Top of Data records
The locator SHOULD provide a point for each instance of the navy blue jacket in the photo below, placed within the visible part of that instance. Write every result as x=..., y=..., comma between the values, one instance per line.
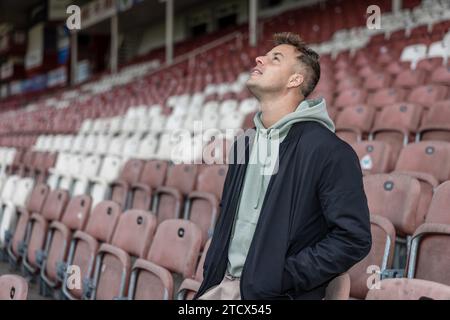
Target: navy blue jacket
x=314, y=223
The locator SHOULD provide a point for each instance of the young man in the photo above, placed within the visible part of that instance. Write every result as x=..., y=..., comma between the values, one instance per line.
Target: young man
x=294, y=214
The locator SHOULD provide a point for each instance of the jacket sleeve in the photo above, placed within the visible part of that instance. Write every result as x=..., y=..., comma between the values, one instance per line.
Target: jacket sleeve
x=344, y=205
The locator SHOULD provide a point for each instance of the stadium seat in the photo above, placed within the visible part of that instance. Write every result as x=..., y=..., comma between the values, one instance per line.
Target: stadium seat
x=84, y=246
x=170, y=198
x=396, y=197
x=90, y=168
x=189, y=286
x=13, y=287
x=397, y=125
x=16, y=237
x=427, y=95
x=435, y=123
x=58, y=241
x=354, y=123
x=429, y=244
x=152, y=278
x=152, y=177
x=203, y=203
x=19, y=198
x=34, y=243
x=379, y=258
x=374, y=156
x=101, y=184
x=377, y=81
x=410, y=78
x=386, y=97
x=429, y=162
x=120, y=188
x=350, y=97
x=409, y=289
x=132, y=239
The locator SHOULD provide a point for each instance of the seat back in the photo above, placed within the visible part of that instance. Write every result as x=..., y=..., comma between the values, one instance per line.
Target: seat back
x=77, y=212
x=156, y=281
x=132, y=237
x=374, y=156
x=103, y=220
x=429, y=157
x=409, y=289
x=379, y=258
x=185, y=239
x=395, y=197
x=13, y=287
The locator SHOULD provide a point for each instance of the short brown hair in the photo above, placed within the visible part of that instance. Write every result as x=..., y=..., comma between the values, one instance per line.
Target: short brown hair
x=308, y=58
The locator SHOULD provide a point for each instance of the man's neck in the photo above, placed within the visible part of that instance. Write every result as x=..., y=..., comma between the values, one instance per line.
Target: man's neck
x=274, y=110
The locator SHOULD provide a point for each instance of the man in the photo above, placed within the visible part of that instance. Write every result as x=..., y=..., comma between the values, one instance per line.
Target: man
x=287, y=227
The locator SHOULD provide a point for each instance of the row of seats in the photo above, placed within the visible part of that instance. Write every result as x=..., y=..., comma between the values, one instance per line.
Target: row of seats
x=54, y=233
x=170, y=191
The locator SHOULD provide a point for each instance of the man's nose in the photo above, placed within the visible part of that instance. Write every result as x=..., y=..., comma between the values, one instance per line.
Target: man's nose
x=259, y=60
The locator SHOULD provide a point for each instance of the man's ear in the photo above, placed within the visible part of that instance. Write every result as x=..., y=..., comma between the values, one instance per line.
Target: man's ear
x=295, y=80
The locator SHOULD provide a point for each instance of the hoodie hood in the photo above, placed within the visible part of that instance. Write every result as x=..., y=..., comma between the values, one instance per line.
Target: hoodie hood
x=267, y=141
x=307, y=110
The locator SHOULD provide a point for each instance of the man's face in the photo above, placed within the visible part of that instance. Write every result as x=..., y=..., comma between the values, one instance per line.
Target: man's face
x=275, y=71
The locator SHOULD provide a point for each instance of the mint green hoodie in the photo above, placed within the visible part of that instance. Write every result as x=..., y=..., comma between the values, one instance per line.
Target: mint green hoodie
x=263, y=163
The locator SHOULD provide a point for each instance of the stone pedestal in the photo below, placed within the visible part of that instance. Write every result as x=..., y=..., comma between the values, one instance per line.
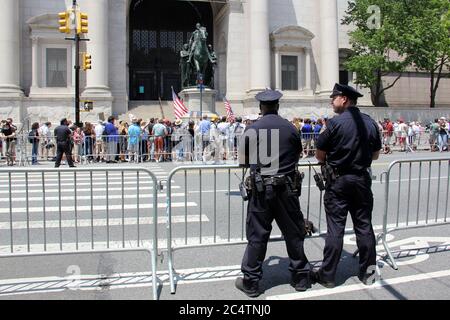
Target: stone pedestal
x=191, y=99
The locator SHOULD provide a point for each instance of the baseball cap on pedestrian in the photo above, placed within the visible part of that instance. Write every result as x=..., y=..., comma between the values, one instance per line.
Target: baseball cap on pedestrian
x=345, y=91
x=269, y=96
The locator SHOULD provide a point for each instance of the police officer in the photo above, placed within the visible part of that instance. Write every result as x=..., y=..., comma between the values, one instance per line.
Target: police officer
x=272, y=195
x=346, y=150
x=63, y=136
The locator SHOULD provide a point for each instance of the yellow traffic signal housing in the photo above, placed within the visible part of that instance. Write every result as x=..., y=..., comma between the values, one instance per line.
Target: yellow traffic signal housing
x=82, y=23
x=64, y=22
x=87, y=61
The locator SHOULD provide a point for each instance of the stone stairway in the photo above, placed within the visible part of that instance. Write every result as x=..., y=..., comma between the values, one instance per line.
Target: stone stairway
x=154, y=109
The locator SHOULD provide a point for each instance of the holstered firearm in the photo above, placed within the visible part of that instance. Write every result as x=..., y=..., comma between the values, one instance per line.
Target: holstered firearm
x=318, y=177
x=295, y=183
x=329, y=174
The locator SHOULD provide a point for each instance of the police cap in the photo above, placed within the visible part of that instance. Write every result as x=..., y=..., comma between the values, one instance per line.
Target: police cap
x=269, y=96
x=346, y=91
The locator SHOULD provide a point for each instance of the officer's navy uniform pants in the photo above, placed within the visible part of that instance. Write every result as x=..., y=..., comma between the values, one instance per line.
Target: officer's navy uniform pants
x=63, y=148
x=349, y=193
x=261, y=212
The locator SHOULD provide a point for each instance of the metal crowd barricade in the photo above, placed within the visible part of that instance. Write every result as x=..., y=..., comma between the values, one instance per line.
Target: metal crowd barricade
x=227, y=227
x=79, y=211
x=175, y=148
x=423, y=205
x=397, y=141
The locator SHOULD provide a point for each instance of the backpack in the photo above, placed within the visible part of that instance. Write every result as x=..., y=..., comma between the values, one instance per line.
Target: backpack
x=31, y=136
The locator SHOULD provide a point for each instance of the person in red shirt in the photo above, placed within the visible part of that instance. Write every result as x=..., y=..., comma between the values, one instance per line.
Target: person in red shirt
x=388, y=131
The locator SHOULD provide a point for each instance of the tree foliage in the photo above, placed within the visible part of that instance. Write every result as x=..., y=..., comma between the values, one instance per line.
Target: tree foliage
x=427, y=39
x=391, y=35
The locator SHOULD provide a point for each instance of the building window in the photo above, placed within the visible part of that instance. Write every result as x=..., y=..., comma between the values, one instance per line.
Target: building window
x=56, y=67
x=289, y=70
x=343, y=77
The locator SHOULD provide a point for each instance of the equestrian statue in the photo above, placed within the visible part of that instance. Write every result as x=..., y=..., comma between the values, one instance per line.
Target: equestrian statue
x=197, y=60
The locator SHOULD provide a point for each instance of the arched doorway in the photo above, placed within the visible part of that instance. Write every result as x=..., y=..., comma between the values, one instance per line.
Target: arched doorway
x=158, y=30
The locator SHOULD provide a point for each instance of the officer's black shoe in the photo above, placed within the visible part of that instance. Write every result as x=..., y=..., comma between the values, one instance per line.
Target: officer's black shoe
x=367, y=278
x=301, y=281
x=316, y=278
x=250, y=288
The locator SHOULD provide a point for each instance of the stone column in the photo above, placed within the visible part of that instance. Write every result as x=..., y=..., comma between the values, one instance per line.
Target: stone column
x=329, y=46
x=277, y=70
x=237, y=80
x=35, y=63
x=97, y=79
x=259, y=45
x=10, y=48
x=308, y=72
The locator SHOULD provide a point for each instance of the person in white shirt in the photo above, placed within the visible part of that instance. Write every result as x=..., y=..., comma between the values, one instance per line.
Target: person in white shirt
x=224, y=132
x=99, y=142
x=402, y=132
x=236, y=131
x=46, y=143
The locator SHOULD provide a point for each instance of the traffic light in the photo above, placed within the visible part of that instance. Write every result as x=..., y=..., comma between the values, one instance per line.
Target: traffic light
x=82, y=23
x=87, y=62
x=64, y=22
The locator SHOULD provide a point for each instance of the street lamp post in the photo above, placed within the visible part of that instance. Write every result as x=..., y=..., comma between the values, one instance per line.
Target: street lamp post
x=74, y=20
x=200, y=86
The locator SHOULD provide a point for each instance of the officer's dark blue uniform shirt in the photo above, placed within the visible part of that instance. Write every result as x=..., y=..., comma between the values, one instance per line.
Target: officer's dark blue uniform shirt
x=350, y=140
x=283, y=160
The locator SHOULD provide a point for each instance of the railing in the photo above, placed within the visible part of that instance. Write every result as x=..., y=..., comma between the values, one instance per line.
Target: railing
x=225, y=226
x=411, y=180
x=79, y=211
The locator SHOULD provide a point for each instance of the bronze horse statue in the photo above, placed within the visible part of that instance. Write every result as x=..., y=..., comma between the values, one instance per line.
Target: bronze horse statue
x=200, y=53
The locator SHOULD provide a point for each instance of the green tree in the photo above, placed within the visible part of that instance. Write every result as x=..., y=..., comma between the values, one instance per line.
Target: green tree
x=374, y=44
x=426, y=39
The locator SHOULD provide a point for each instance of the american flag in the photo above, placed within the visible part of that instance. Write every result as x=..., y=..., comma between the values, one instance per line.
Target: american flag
x=179, y=108
x=230, y=114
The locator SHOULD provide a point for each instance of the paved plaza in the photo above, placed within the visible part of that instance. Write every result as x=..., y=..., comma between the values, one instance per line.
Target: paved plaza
x=213, y=214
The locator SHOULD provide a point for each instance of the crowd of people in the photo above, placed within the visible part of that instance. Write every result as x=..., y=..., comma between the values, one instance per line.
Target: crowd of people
x=156, y=140
x=210, y=138
x=409, y=135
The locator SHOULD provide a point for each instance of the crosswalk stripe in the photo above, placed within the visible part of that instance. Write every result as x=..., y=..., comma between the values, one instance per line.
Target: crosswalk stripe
x=87, y=246
x=80, y=223
x=80, y=184
x=103, y=197
x=96, y=207
x=80, y=190
x=86, y=178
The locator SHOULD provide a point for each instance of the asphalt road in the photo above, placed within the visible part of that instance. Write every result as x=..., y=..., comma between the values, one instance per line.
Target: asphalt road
x=206, y=208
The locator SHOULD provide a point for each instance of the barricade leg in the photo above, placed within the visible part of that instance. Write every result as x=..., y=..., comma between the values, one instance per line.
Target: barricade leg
x=154, y=275
x=388, y=252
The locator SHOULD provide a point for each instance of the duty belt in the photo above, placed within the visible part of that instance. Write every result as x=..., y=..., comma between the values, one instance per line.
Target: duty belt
x=274, y=180
x=349, y=171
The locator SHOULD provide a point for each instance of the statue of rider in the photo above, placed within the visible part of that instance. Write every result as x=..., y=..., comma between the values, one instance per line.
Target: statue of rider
x=185, y=66
x=209, y=77
x=194, y=37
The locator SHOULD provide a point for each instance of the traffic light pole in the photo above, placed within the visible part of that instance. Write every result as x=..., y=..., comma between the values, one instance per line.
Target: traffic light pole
x=77, y=80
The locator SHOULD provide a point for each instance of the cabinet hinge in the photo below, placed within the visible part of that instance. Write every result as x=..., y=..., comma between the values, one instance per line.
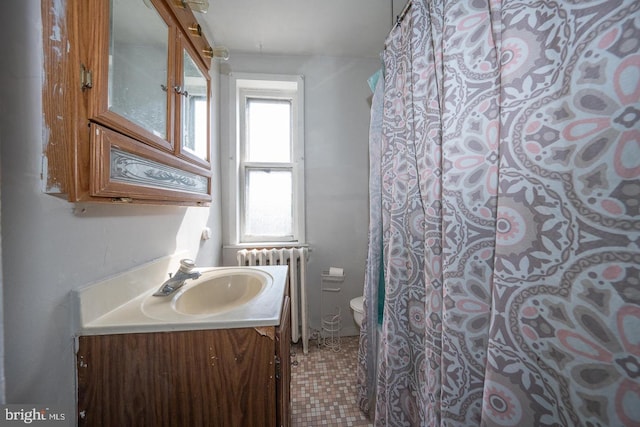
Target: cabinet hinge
x=278, y=369
x=86, y=77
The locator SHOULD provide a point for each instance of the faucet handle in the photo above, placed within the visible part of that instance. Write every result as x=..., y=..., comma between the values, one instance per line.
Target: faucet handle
x=186, y=265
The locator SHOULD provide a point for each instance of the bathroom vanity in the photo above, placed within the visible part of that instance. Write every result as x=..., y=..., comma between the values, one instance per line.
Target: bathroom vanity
x=229, y=368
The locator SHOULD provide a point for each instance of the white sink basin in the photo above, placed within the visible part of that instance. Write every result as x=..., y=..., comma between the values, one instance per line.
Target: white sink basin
x=216, y=291
x=222, y=297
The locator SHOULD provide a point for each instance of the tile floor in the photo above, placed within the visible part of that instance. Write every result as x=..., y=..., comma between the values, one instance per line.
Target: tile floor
x=323, y=386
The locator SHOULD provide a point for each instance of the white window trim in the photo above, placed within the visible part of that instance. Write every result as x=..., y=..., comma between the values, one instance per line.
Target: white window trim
x=239, y=82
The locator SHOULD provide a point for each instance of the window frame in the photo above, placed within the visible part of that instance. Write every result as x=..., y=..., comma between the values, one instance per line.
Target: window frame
x=264, y=86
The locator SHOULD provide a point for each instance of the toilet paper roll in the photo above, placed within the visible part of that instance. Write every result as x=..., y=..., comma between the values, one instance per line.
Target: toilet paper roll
x=336, y=271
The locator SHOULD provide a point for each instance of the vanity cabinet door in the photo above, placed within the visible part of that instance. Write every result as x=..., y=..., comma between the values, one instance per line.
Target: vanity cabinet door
x=221, y=377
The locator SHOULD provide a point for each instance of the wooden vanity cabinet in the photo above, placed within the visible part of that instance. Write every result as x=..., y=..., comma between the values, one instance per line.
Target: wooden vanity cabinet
x=218, y=377
x=126, y=102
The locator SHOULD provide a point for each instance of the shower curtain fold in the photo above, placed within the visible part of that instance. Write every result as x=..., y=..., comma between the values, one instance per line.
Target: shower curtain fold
x=505, y=152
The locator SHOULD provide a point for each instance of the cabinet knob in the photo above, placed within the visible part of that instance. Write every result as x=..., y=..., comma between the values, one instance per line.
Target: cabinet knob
x=195, y=29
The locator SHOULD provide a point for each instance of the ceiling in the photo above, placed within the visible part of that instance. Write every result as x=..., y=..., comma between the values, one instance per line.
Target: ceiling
x=301, y=27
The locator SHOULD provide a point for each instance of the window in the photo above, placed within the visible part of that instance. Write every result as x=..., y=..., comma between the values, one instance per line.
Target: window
x=269, y=179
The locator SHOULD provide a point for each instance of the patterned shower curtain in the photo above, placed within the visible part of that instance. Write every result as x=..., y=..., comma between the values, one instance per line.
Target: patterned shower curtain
x=509, y=213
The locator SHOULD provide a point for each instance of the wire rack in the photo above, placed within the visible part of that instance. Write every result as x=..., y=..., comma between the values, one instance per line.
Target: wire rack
x=331, y=322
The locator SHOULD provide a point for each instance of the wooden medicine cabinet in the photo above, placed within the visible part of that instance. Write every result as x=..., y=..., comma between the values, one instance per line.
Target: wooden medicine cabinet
x=126, y=101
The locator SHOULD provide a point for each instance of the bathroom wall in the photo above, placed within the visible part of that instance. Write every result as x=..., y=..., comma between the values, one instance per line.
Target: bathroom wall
x=337, y=106
x=50, y=246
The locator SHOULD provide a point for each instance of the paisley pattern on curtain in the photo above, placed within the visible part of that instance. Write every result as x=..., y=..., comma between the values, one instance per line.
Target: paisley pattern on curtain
x=510, y=195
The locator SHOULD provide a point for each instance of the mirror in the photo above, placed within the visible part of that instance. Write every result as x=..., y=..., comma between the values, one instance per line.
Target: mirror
x=138, y=58
x=195, y=108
Bottom of Data records
Task item:
Lines containing the string "below" above: how many are there? Answer with the number only.

Problem solution:
3